Recast each line of the items below as a JSON list of strings, one string per line, with blank lines omitted.

[Dataset rows]

>>>

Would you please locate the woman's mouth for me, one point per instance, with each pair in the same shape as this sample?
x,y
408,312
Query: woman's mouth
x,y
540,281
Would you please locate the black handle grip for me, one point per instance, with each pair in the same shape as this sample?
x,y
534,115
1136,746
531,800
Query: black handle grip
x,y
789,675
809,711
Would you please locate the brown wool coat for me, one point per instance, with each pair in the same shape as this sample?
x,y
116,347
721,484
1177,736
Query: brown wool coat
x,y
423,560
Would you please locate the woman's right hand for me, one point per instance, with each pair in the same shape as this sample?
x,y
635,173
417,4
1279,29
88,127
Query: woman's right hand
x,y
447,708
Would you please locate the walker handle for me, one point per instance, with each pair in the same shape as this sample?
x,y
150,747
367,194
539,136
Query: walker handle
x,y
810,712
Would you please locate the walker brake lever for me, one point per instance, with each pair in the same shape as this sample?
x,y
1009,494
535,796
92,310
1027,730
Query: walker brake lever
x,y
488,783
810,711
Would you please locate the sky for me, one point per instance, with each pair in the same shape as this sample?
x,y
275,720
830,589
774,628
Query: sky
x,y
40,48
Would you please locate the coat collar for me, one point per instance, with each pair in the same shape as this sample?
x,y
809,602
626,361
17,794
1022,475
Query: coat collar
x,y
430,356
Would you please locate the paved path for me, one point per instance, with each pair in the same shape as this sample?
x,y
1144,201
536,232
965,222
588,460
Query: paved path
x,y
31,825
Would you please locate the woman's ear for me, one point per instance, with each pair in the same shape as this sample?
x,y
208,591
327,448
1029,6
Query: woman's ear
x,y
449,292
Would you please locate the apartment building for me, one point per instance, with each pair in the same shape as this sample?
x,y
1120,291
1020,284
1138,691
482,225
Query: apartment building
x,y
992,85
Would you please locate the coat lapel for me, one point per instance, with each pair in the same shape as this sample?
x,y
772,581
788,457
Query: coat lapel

<<<

[Result for this task]
[
  "Would you please locate the woman's mouth for me, one point per instance, with each pair in the same shape as this sample?",
  "x,y",
  "408,312",
  "Query: woman's mouth",
  "x,y",
  "540,281",
  "Would you please locate the black handle grip for me, one point per instance, with each pair in the same shape as this sample?",
  "x,y",
  "534,115",
  "1136,746",
  "531,800",
  "Query: black handle grip",
  "x,y",
  "789,675",
  "809,711",
  "Would you please locate the brown wool coat for me, one point per instance, with each pair in the same shape as this sample?",
  "x,y",
  "116,347",
  "721,484",
  "1177,736",
  "Query: brown wool coat",
  "x,y",
  "423,560",
  "Would you please locate the woman's right hand for me, one point per instance, with each pair in the same shape as this sample?",
  "x,y",
  "635,173",
  "417,4",
  "1279,29",
  "88,127",
  "Query: woman's right hand",
  "x,y",
  "447,708",
  "Would you please locate the walker handle for me, one point per instance, with each pair in the same shape as this sample?",
  "x,y",
  "150,747",
  "367,194",
  "539,136",
  "Query: walker handle",
  "x,y",
  "810,712",
  "Would you please locate the walker brake lever for me, one point per instance, with each pair in the same shape as this sample?",
  "x,y",
  "1009,494",
  "535,796",
  "92,310",
  "1027,730",
  "Query: walker brake lever",
  "x,y",
  "488,783",
  "810,711",
  "Would you please locate the sky for me, one point per instance, with each pair in the same shape as this sample?",
  "x,y",
  "275,720",
  "830,589",
  "774,628",
  "Query: sky",
  "x,y",
  "40,48",
  "Would you please locate the coat collar for me, one point per instance, with each pair in the same shape as this sample?",
  "x,y",
  "809,602",
  "626,361",
  "17,794",
  "1022,475",
  "Query: coat collar",
  "x,y",
  "430,356",
  "Would you please locate the paved path for me, one point per instance, with each pair in the same shape as this sample?",
  "x,y",
  "1144,201",
  "536,232",
  "965,222",
  "588,460",
  "Query: paved path",
  "x,y",
  "31,825",
  "Would you please locate the woman's ear for me, one point per instance, with each pair in the same shape as this sample?",
  "x,y",
  "208,591",
  "327,448",
  "1029,6",
  "Query: woman's ear",
  "x,y",
  "449,292",
  "Would you please locate the apartment building for me, one point per instance, with each pair in the same shape as this sample?",
  "x,y",
  "1120,291",
  "1020,284",
  "1138,691",
  "482,225",
  "Query: apartment building",
  "x,y",
  "992,85",
  "Would you please locate the coat lapel for me, one point per instance, with each pair in the same shape as this sample?",
  "x,y",
  "772,581",
  "788,457",
  "Query: coat lapel"
]